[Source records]
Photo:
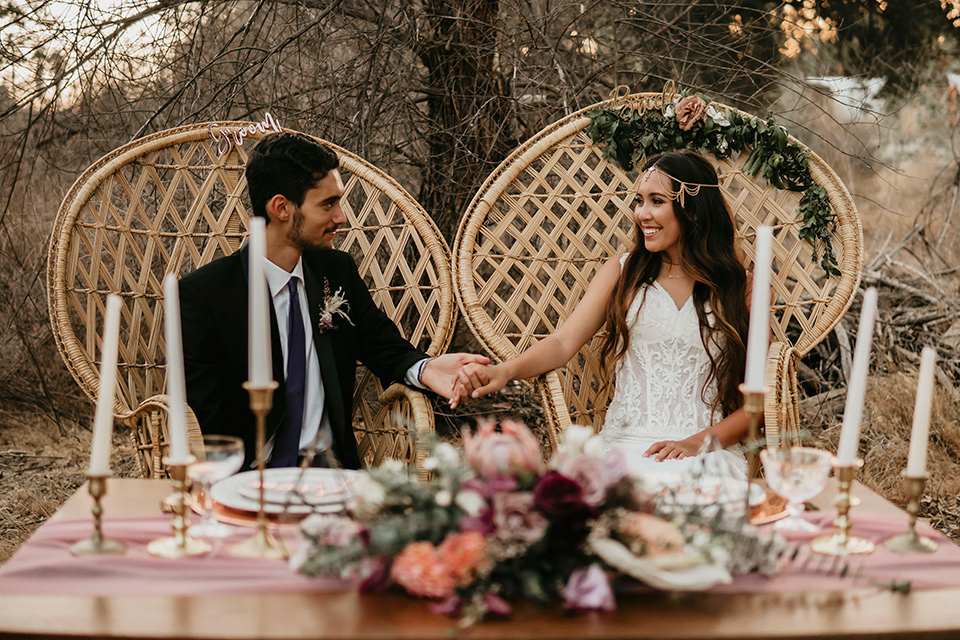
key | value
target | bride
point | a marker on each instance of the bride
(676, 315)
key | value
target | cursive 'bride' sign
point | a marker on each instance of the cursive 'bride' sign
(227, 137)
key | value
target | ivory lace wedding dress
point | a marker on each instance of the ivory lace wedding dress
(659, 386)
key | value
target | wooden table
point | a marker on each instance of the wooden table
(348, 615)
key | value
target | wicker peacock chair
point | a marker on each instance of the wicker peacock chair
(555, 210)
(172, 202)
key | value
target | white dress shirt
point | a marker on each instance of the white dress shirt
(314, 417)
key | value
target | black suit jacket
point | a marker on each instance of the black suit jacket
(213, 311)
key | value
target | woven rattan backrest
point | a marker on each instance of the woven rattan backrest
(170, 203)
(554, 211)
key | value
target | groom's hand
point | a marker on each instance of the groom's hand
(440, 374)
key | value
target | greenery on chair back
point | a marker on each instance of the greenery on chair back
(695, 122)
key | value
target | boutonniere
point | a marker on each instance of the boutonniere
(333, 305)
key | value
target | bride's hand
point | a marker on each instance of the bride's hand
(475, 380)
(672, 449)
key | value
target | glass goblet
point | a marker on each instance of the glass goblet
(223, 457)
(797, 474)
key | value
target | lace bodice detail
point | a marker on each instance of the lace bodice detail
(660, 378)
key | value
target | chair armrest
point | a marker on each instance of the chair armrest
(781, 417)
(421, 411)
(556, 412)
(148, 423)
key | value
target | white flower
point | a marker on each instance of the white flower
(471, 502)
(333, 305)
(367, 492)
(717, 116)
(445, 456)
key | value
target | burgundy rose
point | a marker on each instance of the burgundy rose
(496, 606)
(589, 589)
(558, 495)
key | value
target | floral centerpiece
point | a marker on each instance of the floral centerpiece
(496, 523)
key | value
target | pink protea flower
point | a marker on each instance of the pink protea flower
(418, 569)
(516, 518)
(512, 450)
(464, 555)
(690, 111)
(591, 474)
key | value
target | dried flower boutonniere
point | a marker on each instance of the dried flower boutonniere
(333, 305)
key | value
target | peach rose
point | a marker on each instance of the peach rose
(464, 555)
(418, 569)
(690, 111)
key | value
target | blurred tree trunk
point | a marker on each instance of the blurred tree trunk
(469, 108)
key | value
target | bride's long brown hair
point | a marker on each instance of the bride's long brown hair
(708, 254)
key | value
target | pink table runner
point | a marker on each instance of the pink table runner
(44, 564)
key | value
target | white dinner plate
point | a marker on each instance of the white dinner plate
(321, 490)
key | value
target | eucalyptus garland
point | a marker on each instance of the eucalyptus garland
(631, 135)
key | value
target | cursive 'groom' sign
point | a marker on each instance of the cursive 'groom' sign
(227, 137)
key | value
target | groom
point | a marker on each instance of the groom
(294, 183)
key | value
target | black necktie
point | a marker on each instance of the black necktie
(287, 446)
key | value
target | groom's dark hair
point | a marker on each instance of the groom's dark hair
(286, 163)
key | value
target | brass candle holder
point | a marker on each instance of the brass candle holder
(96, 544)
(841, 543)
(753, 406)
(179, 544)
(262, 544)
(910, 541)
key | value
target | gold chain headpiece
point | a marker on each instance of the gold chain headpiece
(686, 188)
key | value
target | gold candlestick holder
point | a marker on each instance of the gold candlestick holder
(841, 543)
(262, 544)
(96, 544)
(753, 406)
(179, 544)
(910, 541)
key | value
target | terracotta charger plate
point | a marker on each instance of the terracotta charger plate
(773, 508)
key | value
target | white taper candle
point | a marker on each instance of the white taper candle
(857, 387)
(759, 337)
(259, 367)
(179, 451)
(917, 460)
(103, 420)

**About this task**
From the first line to the last, retype the data above exactly, but not its images.

**Result of the exercise**
Photo:
key | value
target | bride
point | a marker on each instance of the bride
(676, 315)
key | value
target | cursive 'bride' sign
point | a marker on each instance of the cursive 'bride' sign
(227, 137)
key | value
target | ivory lace wedding dress
point | a marker on each instance of the ivory lace wedding dress
(659, 386)
key | value
target | wooden table
point | a marker on each instance of the wooden table
(348, 615)
key | value
target | wicker peacock chair
point | a marker on each instance of the wicker peacock chair
(555, 210)
(172, 202)
key | value
target | white dress shirt
point | a marker on each instance of the white dress shirt
(314, 417)
key | value
target | black suit jacket
point | a marker on each instance of the black suit jacket
(213, 311)
key | value
target | woven rattan backrest
point | a marker on each instance of the woven rattan backrest
(170, 203)
(554, 211)
key | value
target | groom's hand
point | a marker on each instance of the groom's hand
(440, 374)
key | value
target | greenery on chair back
point | a marker on each instance of the greenery on chair back
(695, 122)
key | value
target | boutonniere
point | a marker on each instance of the boutonniere
(333, 305)
key | value
target | bride's hand
point | a marker on each instance of the bride's hand
(475, 380)
(672, 449)
key | value
target | glass goblet
point | a marker on each instance of the glass goblet
(223, 457)
(797, 474)
key | value
target | lace bodice detail
point | a marker on each instance of the lace bodice detail
(660, 378)
key | value
target | chair armrest
point | a marker on each instance of the chair armrest
(781, 417)
(421, 411)
(556, 412)
(148, 423)
key | value
target | white flower
point | a marker on each instance of the white flower
(471, 502)
(333, 305)
(367, 492)
(717, 116)
(445, 456)
key | value
target | burgundy rose
point | a marker on each instance of the burgundy rose
(496, 606)
(589, 589)
(558, 495)
key | value
target | floral centerpiece
point | a marker on each instance of the floral centerpiece
(496, 523)
key | value
target | pink protea flower
point | a marker on each instance of the pink protea flower
(418, 569)
(516, 518)
(512, 450)
(464, 555)
(690, 111)
(591, 474)
key | value
target | dried flower boutonniere
point | a marker on each instance of the dried flower boutonniere
(333, 305)
key | value
target | peach rose
point | a marker on each instance of the peach rose
(464, 555)
(418, 569)
(690, 111)
key | value
target | blurred tree trunk
point | a marker on each instance of the blurred tree trunk
(469, 108)
key | value
target | bride's long brown hair
point | a marker on each instance of the bride's long brown hair
(708, 254)
key | value
target | pink table runner
point | a marker on each instance of the pink table runner
(44, 564)
key | value
target | white dinner plate
point | a marker on each instance of the white dinner plate
(321, 490)
key | value
target | eucalyptus garland
point | a marker on each instance of the eucalyptus garland
(631, 135)
key | value
target | cursive 'groom' sign
point | a marker on each instance of the cursive 'groom' sign
(227, 137)
key | value
target | groom
point | a marker on each instance of the groom
(294, 183)
key | value
target | black necktie
point | a marker on each instance of the black necktie
(287, 446)
key | value
target | groom's dark hair
point | a marker on each instance of the groom's dark hair
(286, 163)
key | value
target | brass candle holder
point | a marker on each instance of the brass candle holder
(96, 544)
(841, 543)
(753, 406)
(179, 544)
(262, 544)
(910, 541)
key | value
target | gold chain headpiece
point | a marker on each instance of the gold chain headpiece
(686, 188)
key | value
target | gold candlestick holder
point | a marker on each instance of the gold candlestick holder
(841, 543)
(262, 544)
(96, 544)
(753, 406)
(179, 544)
(910, 541)
key | value
target | terracotta charger plate
point | a marker on each instance of the terracotta charger plate
(773, 508)
key | value
target | white taper candle
point | a marker on each instance of the white taper candle
(857, 387)
(759, 337)
(259, 367)
(179, 451)
(917, 460)
(103, 420)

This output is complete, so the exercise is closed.